> _Die Aufgabe_:
Gib aus dem Text zur Hamburg Portfolio Review alles von „Die Ausstellungen der“ bis hinunter zu „Individuen konfrontiert sind.“ wortgetreu aus.

> _Dokumentauszug_:
★ ★ ★ ★ ★

14. September - 18. Oktober 2023
Hamburg Portfolio Review

Photographic Positions 2023

14. September - 18. Oktober 2023
Die Ausstellung der Hamburg Portfolio Review wurde am Donnerstag, 14. September 2023 eröffnet.

Die Ausstellungen der Hamburg Portfolio Review zeigen in ihrer jeweils eigenen Weise eine Auswahl an Serien, die unsere derzeitige gesellschaftliche und weltpolitische Lage oder persönliche Lebenssituation widerspiegeln. Wir sehen eine permanente Gleichzeitigkeit an gegenwärtigen Ereignissen, mit denen Länder, Kulturen oder Individuen konfrontiert sind.

Neben den anhaltenden Folgen und Auswirkungen des russischen Angriffskrieges sind es die Herausforderungen und der Umgang mit der Klima- und Energiekrise, sowie ein bedingungsloses Postulat einer Toleranz und Akzeptanz gegenüber Geschlechtern, Hautfarben oder Religionen. Es sind die drängenden Perspektiven und Haltungen der Fotograf*innen, die eine Relevanz der wiedergegebenen Ereignisse deutlich machen.

★ ★ ★ ★ ★

> _Extrahierte Daten_:
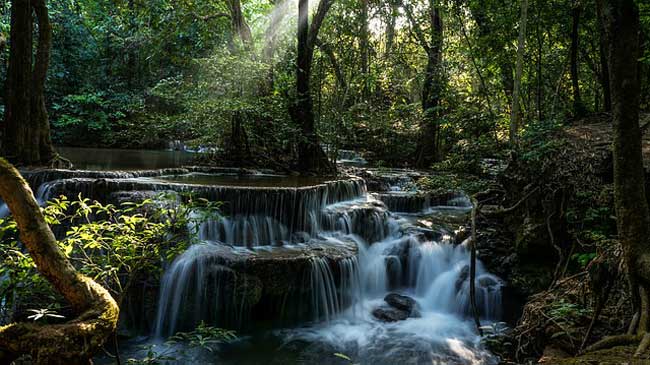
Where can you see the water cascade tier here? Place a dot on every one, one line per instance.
(322, 266)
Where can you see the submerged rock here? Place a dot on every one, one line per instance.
(401, 302)
(399, 307)
(389, 314)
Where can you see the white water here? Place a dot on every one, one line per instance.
(343, 294)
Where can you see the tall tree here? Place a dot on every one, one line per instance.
(602, 55)
(239, 25)
(428, 147)
(621, 21)
(578, 107)
(364, 47)
(26, 131)
(521, 44)
(70, 343)
(311, 157)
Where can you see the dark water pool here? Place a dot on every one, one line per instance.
(104, 159)
(244, 180)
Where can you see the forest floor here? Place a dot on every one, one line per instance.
(597, 131)
(613, 356)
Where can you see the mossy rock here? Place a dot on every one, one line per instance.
(613, 356)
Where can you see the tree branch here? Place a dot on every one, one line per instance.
(316, 22)
(73, 342)
(417, 31)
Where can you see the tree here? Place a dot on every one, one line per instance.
(432, 87)
(602, 55)
(311, 157)
(26, 132)
(621, 22)
(76, 341)
(239, 25)
(578, 107)
(521, 44)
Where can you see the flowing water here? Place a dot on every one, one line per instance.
(339, 290)
(299, 266)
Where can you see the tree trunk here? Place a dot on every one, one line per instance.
(239, 25)
(428, 147)
(71, 343)
(602, 53)
(364, 47)
(311, 157)
(521, 43)
(270, 35)
(390, 26)
(621, 20)
(42, 62)
(578, 107)
(26, 138)
(19, 77)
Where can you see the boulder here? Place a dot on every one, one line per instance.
(389, 314)
(399, 307)
(401, 302)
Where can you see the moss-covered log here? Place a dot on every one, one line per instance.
(70, 343)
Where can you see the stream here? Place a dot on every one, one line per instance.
(301, 267)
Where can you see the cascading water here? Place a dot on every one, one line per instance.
(343, 290)
(324, 255)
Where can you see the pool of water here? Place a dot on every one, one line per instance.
(259, 180)
(104, 159)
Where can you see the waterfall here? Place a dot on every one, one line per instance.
(324, 297)
(326, 255)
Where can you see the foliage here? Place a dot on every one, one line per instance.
(112, 245)
(203, 338)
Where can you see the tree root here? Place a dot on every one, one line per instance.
(75, 341)
(613, 341)
(59, 162)
(70, 343)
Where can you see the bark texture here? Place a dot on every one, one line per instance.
(621, 20)
(26, 132)
(578, 107)
(427, 150)
(71, 343)
(311, 157)
(521, 44)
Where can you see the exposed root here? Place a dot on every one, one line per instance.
(643, 346)
(613, 341)
(59, 162)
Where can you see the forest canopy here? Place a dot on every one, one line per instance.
(139, 74)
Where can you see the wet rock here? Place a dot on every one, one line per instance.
(462, 234)
(401, 302)
(462, 277)
(399, 307)
(389, 314)
(487, 282)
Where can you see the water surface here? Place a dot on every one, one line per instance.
(105, 159)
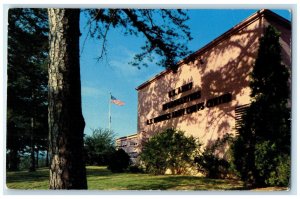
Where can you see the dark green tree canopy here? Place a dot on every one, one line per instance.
(164, 29)
(262, 148)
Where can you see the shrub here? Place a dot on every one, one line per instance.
(119, 161)
(99, 146)
(169, 149)
(135, 169)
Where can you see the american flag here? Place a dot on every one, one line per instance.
(116, 101)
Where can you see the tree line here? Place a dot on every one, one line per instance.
(44, 94)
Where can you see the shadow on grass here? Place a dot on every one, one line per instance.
(40, 174)
(186, 183)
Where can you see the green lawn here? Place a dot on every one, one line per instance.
(99, 178)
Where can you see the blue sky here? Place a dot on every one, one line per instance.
(115, 75)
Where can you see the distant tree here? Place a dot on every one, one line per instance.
(169, 149)
(27, 84)
(99, 147)
(66, 123)
(119, 161)
(262, 148)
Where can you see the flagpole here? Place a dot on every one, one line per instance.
(109, 112)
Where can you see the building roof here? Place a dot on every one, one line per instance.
(261, 13)
(126, 137)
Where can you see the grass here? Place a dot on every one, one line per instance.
(99, 178)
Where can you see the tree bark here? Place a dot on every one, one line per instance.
(32, 155)
(66, 123)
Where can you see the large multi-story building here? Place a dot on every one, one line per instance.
(207, 94)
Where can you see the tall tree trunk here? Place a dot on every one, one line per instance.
(47, 158)
(32, 151)
(37, 157)
(66, 123)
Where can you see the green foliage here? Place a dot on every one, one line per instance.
(99, 147)
(262, 149)
(119, 161)
(27, 92)
(169, 149)
(165, 31)
(212, 164)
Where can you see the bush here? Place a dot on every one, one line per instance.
(170, 149)
(99, 147)
(210, 164)
(119, 161)
(135, 169)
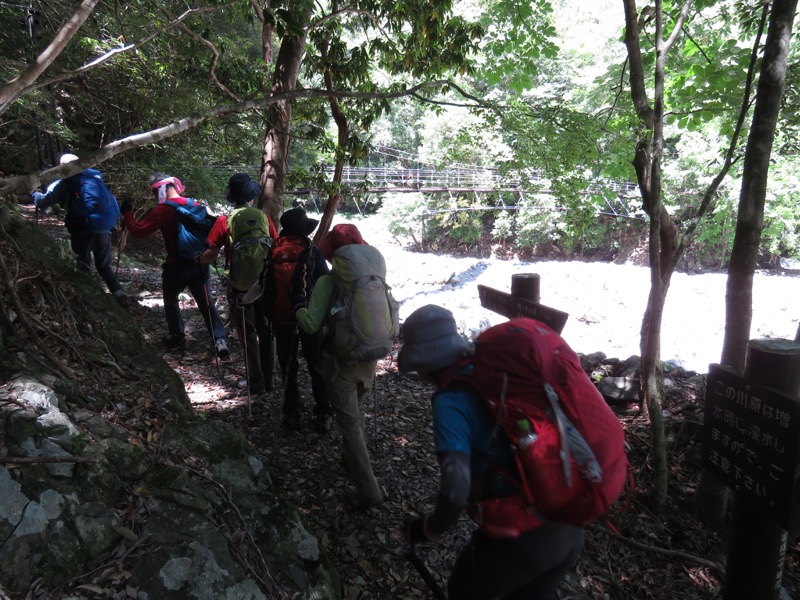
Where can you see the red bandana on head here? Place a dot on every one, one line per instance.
(161, 186)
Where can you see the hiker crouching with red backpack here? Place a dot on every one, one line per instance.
(246, 235)
(179, 271)
(525, 559)
(354, 303)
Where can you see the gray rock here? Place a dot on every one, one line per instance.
(620, 389)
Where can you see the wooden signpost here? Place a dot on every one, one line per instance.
(751, 427)
(523, 301)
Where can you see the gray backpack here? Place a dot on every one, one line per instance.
(365, 315)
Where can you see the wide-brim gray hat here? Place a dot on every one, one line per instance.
(431, 341)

★ ★ ★ ★ ★

> _Ergebnis der Übung_:
Die Ausstellungen der Hamburg Portfolio Review zeigen in ihrer jeweils eigenen Weise eine Auswahl an Serien, die unsere derzeitige gesellschaftliche und weltpolitische Lage oder persönliche Lebenssituation widerspiegeln. Wir sehen eine permanente Gleichzeitigkeit an gegenwärtigen Ereignissen, mit denen Länder, Kulturen oder Individuen konfrontiert sind.